EXCERPTED PASSAGE:
# # # #

Geneva/Paris, July 19, 2005 – Doctors Without Borders/Médecins Sans Frontières (MSF) teams in several areas of Bahr-El-Gazal province in southern Sudan, are treating a growing number of children suffering from severe malnutrition.
Following a poor harvest and insufficient rains the nutritional situation is critical in numerous villages. Food stocks have been exhausted for months and the situation will continue to deteriorate until the next harvest in September. In parts of Bahr-El-Ghazal, the precarious nutritional situation has been aggravated by the return of displaced people and refugees following the peace agreements. Tens of thousands of people have returned to Aweil East county alone.
Yet food assistance has not been forthcoming. Despite the fact that the World Food Program (WFP) had warned of a particularly difficult hunger gap period this year, the quantities of food received by the most vulnerable are largely insufficient. This is clearly shown by the extremely worrying malnutrition rates in the area.
"To date, and despite the high levels of malnutrition in March, there has been no general food distribution in Marial Lou and Paliang. Those planned by the World Food Program in spring for the Tonj area, did not take place in sufficient amounts. WFP has told us they will implement a first distribution in July only. These distributions will not cover the entire population, but only those identified as vulnerable and with partial food rations," explains Sally Stevenson, MSF head of mission in southern Sudan.
In Aweil East county, MSF teams have seen, over the past weeks, a significant increase in admissions to their nutritional centers in Akuem. "Each week, up to 60 severely malnourished children, who without immediate medical assistance will die, are admitted into our feeding centers. The situation is particularly critical: according to an Epicentre survey conducted between June 18th and 22nd, there is 4% of severe malnutrition and 26% of global malnutrition, which represents about 7,000 children suffering from malnutrition in that area only," explains Claire Magone, MSF head of mission responsible for MSF programs in Akuem in southern Sudan.

# # # #

MATERIAL SUPPLIED:
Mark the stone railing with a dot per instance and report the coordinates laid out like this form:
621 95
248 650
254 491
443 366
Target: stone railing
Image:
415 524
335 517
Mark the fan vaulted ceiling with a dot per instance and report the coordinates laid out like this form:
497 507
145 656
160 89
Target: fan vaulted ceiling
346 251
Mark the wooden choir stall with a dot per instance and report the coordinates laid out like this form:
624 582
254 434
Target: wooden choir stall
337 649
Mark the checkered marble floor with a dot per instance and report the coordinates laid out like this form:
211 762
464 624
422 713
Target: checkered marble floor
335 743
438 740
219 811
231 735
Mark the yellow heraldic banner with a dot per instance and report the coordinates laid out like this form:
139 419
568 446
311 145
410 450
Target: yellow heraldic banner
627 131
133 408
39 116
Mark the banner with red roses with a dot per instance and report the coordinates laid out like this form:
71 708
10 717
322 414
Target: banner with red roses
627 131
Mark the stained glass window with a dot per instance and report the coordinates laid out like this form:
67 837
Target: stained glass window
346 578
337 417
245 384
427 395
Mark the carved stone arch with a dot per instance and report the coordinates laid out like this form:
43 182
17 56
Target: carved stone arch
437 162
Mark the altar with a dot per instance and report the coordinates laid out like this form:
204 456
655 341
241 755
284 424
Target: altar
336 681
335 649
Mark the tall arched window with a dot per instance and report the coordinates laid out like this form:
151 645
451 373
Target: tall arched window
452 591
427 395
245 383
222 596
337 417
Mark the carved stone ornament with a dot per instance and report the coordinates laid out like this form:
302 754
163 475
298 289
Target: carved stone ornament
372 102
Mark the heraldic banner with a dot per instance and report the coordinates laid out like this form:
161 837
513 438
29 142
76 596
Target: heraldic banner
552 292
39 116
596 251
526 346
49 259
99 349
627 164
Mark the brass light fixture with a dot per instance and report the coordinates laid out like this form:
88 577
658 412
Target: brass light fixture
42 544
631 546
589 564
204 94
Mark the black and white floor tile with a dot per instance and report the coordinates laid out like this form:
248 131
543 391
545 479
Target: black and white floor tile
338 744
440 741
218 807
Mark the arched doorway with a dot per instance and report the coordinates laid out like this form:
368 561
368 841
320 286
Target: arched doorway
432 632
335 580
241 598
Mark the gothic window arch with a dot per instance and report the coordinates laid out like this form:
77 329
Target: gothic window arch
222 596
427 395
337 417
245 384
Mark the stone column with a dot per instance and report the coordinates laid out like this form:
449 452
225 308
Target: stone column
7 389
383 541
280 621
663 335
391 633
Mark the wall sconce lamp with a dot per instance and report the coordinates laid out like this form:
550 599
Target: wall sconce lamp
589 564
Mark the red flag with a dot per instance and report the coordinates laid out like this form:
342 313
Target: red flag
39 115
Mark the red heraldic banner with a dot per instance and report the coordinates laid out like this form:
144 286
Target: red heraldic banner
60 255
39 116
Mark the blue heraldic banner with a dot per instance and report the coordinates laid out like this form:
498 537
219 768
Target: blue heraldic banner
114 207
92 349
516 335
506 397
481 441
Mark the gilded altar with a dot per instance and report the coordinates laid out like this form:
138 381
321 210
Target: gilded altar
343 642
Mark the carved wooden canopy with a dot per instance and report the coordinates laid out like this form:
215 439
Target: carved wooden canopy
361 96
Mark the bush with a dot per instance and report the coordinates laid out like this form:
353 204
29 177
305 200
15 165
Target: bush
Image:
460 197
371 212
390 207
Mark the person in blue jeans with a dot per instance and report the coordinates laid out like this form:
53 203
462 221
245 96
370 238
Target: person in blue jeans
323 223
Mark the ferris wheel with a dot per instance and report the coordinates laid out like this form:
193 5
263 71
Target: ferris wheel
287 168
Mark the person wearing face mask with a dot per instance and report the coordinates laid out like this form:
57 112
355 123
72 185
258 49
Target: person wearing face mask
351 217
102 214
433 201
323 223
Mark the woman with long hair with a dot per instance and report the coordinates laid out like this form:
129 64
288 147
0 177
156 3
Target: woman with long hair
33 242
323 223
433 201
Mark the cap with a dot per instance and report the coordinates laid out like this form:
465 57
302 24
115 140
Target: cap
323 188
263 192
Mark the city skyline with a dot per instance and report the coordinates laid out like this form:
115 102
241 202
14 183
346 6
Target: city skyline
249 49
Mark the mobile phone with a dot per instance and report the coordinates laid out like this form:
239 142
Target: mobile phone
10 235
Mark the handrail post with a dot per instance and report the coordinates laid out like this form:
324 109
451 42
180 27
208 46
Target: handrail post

# # # #

ASSIGNED TASK: Rewrite the part of the report on malnutrition in southern Sudan starting with "Geneva/Paris, July 19, 2005" and going on through "East county alone.", putting "crop" wherever "harvest" appears.

REPLY TO THE EXERCISE:
Geneva/Paris, July 19, 2005 – Doctors Without Borders/Médecins Sans Frontières (MSF) teams in several areas of Bahr-El-Gazal province in southern Sudan, are treating a growing number of children suffering from severe malnutrition.
Following a poor crop and insufficient rains the nutritional situation is critical in numerous villages. Food stocks have been exhausted for months and the situation will continue to deteriorate until the next crop in September. In parts of Bahr-El-Ghazal, the precarious nutritional situation has been aggravated by the return of displaced people and refugees following the peace agreements. Tens of thousands of people have returned to Aweil East county alone.